■ **DOCUMENT EXCERPT**:
----------------------------------------

Julia L. Jamieson (1889–1975) was a member of the Six Nations of the Grand River in Canada.

Jamieson was born to Augustus Jamieson, a Cayuga teacher and member of the Six Nations School Board, and Emmeline Echo-Hill, a Mohawk and daughter of Chief Jacob Hill. Julia Jamieson was a scholar, author, and teacher in the Six Nations School Board for many years. She was a founding member of the Six Nations Teacher's Organization and President of the local Baptist Young People's Union. By 1966 she had retired.

Books authored by Jamieson include Echoes of the Past: A History of Education from the time of the Six Nations Settlement on the Banks of the Grand River in 1784 to 1924, and a history of the Six Nations Agricultural Society. She worked to preserve the Mohawk language, writing in the late 1950s a four-volume set of textbooks titled The Mohawk Language; the Jamieson orthography, one of several writing systems for the language, is based on a system used by 18th-century missionaries. She was also involved with the Six Nations Reserve Forest Theatre including a production based on the life of Pauline Johnson. She also created a museum dedicated to Pauline Johnson.

Her commitment to education was honoured by the naming of Jamieson Elementary School in Ohsweken after her and her three siblings, all teachers.

----------------------------------------

■ **ACTIONS TO TAKE**:
**A.** In the passage on Julia L. Jamieson, rewrite the part starting with "Books authored by" and going on through "siblings, all teachers.", changing "textbooks" to "schoolbooks".
**B.** Answer these from the passage on Julia L. Jamieson:
(i) Which nation was Augustus Jamieson a member of?
(ii) When did Jamieson write the four-volume set titled The Mohawk Language?
(iii) Where is Jamieson Elementary School?

■ **SUPPLIED DATA**:
----------------------------------------

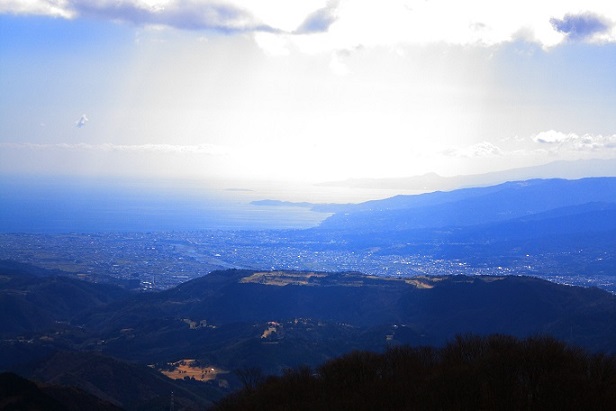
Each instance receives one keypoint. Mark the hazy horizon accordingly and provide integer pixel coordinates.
(261, 99)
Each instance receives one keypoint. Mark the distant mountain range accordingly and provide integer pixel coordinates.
(434, 182)
(271, 320)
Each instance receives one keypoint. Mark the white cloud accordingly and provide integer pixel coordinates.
(82, 121)
(557, 140)
(349, 23)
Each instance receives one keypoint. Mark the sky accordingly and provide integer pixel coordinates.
(246, 93)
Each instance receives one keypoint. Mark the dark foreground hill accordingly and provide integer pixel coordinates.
(469, 373)
(114, 346)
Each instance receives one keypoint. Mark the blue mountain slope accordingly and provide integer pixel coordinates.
(474, 206)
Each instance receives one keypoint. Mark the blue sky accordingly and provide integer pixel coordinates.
(246, 93)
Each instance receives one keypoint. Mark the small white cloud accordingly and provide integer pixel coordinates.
(82, 121)
(574, 142)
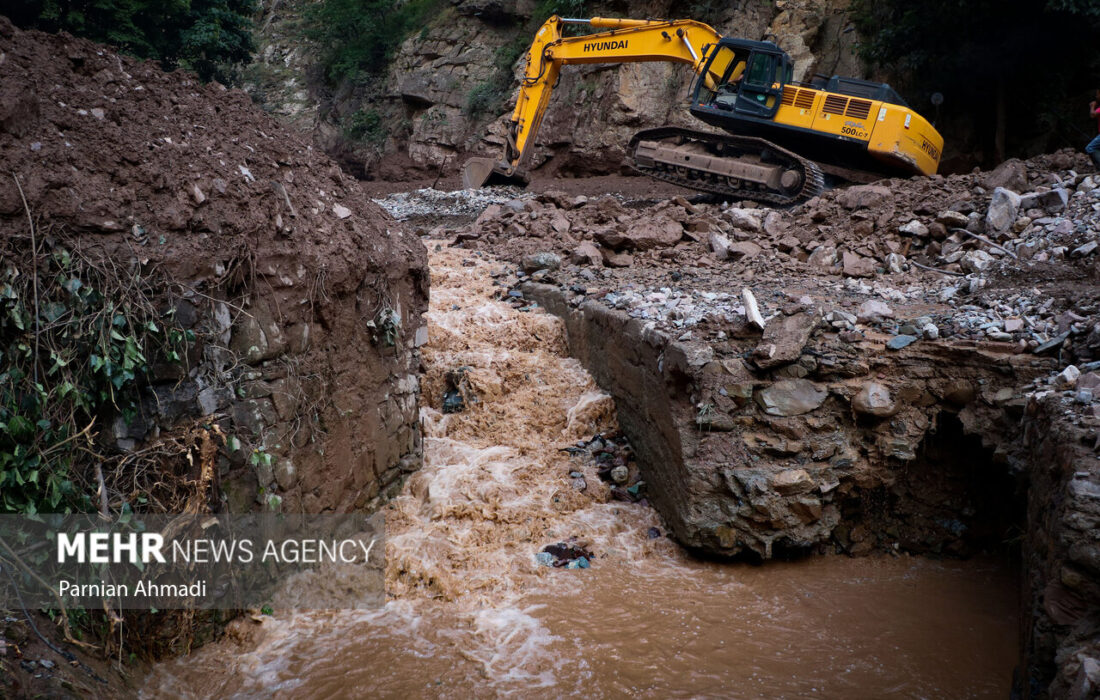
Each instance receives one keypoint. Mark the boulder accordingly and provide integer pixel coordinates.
(1011, 174)
(792, 481)
(914, 228)
(857, 265)
(751, 309)
(873, 309)
(617, 260)
(540, 261)
(586, 253)
(953, 219)
(865, 197)
(791, 397)
(873, 400)
(745, 250)
(719, 245)
(976, 261)
(1002, 210)
(823, 259)
(644, 234)
(744, 219)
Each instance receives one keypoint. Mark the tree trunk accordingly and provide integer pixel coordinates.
(1002, 117)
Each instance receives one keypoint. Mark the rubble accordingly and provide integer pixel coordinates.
(810, 354)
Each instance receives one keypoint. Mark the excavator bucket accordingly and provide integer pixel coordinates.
(476, 172)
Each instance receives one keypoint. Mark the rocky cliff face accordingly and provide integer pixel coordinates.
(305, 299)
(427, 100)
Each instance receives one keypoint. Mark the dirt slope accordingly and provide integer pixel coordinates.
(305, 298)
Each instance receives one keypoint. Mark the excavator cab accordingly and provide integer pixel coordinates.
(743, 77)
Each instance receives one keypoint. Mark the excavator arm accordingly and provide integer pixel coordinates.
(626, 41)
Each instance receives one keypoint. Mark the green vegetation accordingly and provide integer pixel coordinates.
(77, 339)
(358, 37)
(207, 36)
(488, 96)
(561, 8)
(1009, 66)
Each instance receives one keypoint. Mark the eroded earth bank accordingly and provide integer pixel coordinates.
(908, 443)
(623, 404)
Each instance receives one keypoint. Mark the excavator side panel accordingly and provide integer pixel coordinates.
(901, 135)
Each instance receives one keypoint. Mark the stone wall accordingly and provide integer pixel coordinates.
(799, 455)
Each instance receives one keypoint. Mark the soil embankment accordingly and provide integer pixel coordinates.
(300, 299)
(921, 342)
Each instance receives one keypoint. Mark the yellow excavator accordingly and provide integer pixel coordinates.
(780, 138)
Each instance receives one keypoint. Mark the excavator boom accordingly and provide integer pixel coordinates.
(781, 135)
(625, 41)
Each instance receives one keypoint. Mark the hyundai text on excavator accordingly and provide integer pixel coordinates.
(781, 135)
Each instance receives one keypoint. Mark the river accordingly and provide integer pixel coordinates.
(471, 612)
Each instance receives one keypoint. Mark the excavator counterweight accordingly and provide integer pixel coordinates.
(777, 137)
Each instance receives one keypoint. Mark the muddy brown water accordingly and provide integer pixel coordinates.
(472, 614)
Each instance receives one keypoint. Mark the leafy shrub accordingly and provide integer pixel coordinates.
(76, 343)
(358, 37)
(366, 126)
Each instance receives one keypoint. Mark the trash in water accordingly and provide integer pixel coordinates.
(458, 393)
(570, 554)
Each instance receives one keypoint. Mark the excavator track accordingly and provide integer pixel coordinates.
(741, 167)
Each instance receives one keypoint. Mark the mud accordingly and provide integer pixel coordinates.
(263, 248)
(473, 613)
(915, 334)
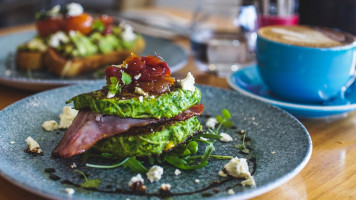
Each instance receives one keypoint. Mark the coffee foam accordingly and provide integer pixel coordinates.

----------------------------------------

■ **EXPECTED OUTPUTS**:
**A.**
Books authored by Jamieson include Echoes of the Past: A History of Education from the time of the Six Nations Settlement on the Banks of the Grand River in 1784 to 1924, and a history of the Six Nations Agricultural Society. She worked to preserve the Mohawk language, writing in the late 1950s a four-volume set of schoolbooks titled The Mohawk Language; the Jamieson orthography, one of several writing systems for the language, is based on a system used by 18th-century missionaries. She was also involved with the Six Nations Reserve Forest Theatre including a production based on the life of Pauline Johnson. She also created a museum dedicated to Pauline Johnson.

Her commitment to education was honoured by the naming of Jamieson Elementary School in Ohsweken after her and her three siblings, all teachers.

**B.**
(i) Cayuga
(ii) In the late 1950s
(iii) Ohsweken